AIM OF THE EXERCISE |
Copy every record below exactly.

(Coordinate annotation entries)
■ ■ ■ ■ ■ ■ ■

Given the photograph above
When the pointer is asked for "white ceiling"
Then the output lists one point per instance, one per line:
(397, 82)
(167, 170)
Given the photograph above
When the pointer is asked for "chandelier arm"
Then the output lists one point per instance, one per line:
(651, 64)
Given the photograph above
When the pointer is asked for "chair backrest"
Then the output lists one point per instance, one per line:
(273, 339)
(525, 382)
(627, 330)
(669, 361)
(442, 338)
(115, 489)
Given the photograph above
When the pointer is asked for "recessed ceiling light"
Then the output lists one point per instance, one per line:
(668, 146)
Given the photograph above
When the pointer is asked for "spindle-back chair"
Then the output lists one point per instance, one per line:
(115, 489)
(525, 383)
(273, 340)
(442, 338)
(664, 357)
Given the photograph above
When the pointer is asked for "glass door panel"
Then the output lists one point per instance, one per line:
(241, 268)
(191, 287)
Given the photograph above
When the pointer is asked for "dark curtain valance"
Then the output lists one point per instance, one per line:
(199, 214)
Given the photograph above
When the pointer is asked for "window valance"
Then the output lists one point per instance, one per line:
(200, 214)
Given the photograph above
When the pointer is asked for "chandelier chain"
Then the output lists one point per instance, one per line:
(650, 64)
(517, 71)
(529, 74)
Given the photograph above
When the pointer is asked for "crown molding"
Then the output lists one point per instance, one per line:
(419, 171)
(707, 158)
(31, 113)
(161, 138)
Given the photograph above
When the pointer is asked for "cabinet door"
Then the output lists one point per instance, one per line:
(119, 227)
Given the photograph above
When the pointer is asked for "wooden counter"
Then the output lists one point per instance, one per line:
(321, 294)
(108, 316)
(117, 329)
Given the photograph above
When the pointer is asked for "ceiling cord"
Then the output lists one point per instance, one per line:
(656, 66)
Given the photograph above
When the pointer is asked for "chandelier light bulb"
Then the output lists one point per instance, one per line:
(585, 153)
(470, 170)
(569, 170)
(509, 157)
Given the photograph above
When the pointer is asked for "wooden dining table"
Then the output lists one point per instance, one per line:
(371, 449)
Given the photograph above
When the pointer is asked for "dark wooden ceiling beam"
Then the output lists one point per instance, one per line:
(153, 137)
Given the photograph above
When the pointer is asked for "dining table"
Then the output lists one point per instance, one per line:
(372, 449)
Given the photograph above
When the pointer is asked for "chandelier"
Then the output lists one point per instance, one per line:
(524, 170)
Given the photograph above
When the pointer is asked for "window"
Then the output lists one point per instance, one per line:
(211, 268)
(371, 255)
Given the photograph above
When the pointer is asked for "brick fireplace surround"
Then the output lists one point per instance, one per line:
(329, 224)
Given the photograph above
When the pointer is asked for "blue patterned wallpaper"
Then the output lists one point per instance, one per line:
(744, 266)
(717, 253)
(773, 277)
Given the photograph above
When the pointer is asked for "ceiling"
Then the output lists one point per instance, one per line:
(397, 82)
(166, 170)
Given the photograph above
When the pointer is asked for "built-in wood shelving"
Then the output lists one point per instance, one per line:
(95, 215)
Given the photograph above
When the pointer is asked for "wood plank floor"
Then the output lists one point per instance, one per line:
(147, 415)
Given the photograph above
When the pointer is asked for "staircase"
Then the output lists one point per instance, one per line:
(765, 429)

■ ■ ■ ■ ■ ■ ■

RESPONSE FOR THIS EXERCISE |
Given the photograph above
When the pointer is asked for "white ceiling"
Then the output lists one point per instance, one per line:
(397, 82)
(167, 170)
Given the photograph above
When the pointer is asked for "chandelier arm"
Then the output lists one point per instance, one per line:
(651, 64)
Given the photograph above
When the pointer is asked for "chair backrest"
Then the output lists one point per instance, one per line:
(273, 339)
(525, 382)
(627, 330)
(669, 361)
(442, 338)
(115, 489)
Given the photograph above
When the pointer is asked for "recessed ceiling light"
Then the output lists one point per instance, one per line:
(668, 146)
Given the photograph above
When the pointer is asked for "spindle-back chair"
Then the output lists one point per instance, one per line:
(115, 489)
(525, 383)
(273, 340)
(442, 338)
(664, 357)
Given the photograph above
When the pointer is asked for "glass door panel"
Then the output lists one point per instance, one per line:
(241, 268)
(191, 287)
Given the photograph above
When the pointer is asked for "dark curtain valance"
Then the output lists one point per instance, one per line:
(199, 214)
Given the photograph above
When the pointer is asked for "window valance"
Then the output lists one point per instance, one per line:
(200, 214)
Given the photograph above
When the pointer is asked for "chandelier chain"
Then the output lists one point per instance, one per line:
(650, 64)
(517, 71)
(529, 74)
Given the photograph above
When the pointer is asked for "crown molding"
Then the output lists one point per instance, one per line:
(419, 171)
(707, 158)
(31, 113)
(161, 138)
Given the photograph above
When the pointer is asked for "cabinet door"
Then the output lists one point per instance, one per line:
(119, 227)
Given the photograph above
When the pointer is asked for "wooden counter"
Then the output lists one point per instance, one per line:
(321, 294)
(108, 316)
(117, 329)
Given the photograph above
When the pointer is asked for "ceiling cord"
Then the output lists one point per instance, one per line:
(656, 66)
Given the photograph above
When the pointer is asked for "chandelier light bulb"
Then the output lists one point per instance, one per line:
(585, 153)
(470, 170)
(569, 170)
(509, 157)
Given the photograph above
When the pointer is asked for "wooden dining table"
Then the output lists one point per instance, one per line:
(371, 449)
Given the photograph above
When the pointer is asked for "dark wooden ceiling beam"
Then the output lists one point per instance, one per line:
(153, 137)
Given the photograph above
When the pointer is asked for "dining table"
Then the output lists one point per instance, one per line:
(372, 449)
Given the photograph above
When the pointer is asked for "chandelier"
Then the output lists one point per instance, one per line:
(524, 170)
Given the photograph above
When the pointer is asked for "window"
Then the output lists one point per instance, one per line:
(211, 268)
(371, 255)
Given the photograph above
When the pointer is asked for "brick fireplace surround"
Then the output lists one point per instance, one per line:
(329, 224)
Given the photograph above
When the pointer is asked for "blue patterned wallpaper"
Then the output lists one point per instance, one per line:
(744, 266)
(717, 253)
(773, 277)
Given the photograph above
When the pointer is asked for "ceiling"
Then the output lists one point per instance, one per line:
(397, 82)
(166, 170)
Given the photograph above
When the pointer is asked for "built-in wood shelving"
Then the output lists one point per instance, one per line:
(95, 215)
Given the photograph above
When the pointer is asked for "wood plank floor"
Then the output lists one point per instance, one per line:
(147, 415)
Given the photograph above
When the pointer is asked for "staircase"
Then the output lists one point per instance, one per line:
(765, 429)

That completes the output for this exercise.